Task to complete:
Reproduce the line that contains "Target: black knit sweater" and every line after it through the end of the records, exactly, with nothing added.

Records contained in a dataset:
= Beginning of Section =

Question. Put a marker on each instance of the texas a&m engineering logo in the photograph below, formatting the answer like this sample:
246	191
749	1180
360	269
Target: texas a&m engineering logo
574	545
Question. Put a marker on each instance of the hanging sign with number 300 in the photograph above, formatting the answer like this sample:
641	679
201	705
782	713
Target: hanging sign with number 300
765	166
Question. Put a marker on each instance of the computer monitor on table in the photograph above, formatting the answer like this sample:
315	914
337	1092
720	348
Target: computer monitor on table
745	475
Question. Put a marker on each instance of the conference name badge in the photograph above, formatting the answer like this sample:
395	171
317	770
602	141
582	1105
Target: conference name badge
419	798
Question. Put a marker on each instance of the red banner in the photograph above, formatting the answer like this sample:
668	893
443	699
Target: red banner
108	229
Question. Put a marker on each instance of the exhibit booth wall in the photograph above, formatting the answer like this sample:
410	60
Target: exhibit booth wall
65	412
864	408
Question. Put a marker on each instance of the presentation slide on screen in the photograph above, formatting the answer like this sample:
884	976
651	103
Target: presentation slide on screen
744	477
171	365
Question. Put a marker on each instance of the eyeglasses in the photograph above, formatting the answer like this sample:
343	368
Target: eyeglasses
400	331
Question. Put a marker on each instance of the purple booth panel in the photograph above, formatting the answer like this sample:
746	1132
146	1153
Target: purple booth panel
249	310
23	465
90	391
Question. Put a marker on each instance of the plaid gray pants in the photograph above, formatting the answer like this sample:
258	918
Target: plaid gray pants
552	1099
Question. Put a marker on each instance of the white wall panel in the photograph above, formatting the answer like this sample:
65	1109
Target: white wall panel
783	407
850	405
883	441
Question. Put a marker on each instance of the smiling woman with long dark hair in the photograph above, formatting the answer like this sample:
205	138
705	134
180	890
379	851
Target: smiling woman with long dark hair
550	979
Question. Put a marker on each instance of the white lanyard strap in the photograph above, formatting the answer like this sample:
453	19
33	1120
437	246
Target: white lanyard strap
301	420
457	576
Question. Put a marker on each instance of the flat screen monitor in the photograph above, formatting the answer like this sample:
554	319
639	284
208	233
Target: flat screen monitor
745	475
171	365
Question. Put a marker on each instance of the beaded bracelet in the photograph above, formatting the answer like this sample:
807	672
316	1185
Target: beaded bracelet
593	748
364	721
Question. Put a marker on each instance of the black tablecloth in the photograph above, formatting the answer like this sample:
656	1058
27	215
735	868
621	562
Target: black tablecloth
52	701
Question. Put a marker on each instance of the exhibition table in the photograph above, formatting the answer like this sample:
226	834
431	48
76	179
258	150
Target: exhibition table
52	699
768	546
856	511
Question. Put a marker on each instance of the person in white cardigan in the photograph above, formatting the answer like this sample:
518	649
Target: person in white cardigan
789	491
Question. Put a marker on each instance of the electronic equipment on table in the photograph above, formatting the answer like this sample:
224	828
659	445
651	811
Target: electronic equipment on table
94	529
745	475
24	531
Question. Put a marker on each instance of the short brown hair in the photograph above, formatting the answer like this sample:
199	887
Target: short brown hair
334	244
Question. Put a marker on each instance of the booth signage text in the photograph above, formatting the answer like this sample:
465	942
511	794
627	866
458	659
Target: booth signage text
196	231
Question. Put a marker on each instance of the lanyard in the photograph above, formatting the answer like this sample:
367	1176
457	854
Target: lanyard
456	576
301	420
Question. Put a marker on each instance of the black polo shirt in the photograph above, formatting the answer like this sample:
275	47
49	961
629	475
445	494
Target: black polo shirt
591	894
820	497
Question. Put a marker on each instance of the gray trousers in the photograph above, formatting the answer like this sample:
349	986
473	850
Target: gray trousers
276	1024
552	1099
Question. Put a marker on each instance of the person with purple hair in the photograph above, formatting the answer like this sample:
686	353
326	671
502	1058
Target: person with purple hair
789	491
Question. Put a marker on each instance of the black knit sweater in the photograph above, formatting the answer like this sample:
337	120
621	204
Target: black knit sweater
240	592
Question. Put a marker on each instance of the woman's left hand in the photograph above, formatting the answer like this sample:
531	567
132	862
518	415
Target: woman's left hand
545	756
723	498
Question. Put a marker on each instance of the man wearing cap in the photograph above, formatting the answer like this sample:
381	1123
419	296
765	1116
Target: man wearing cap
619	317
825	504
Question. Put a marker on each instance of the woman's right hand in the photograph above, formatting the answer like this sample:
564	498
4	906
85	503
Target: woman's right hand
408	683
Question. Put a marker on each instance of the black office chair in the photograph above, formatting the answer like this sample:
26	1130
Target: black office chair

= End of Section =

The completed task:
Target: black knit sweater
240	592
Question. Put a marker on each instance of the woman's left hand in the photograph above, formatting the answer like this sample:
531	567
132	862
518	415
Target: woman's left hand
545	756
723	498
Question. Put a marker on each instance of the man wearing cap in the photograph above, formatting the answer like this sample:
381	1123
419	296
765	1116
Target: man wearing cap
619	317
825	504
Question. Put a marker on each instance of the woman's right hand in the photograph above, formatting the answer like this sample:
564	498
4	906
85	503
Target: woman's right hand
408	683
Question. Put a marker on each instance of the black office chair in the photograph above, formatting the answer like this sample:
26	1130
Target: black office chair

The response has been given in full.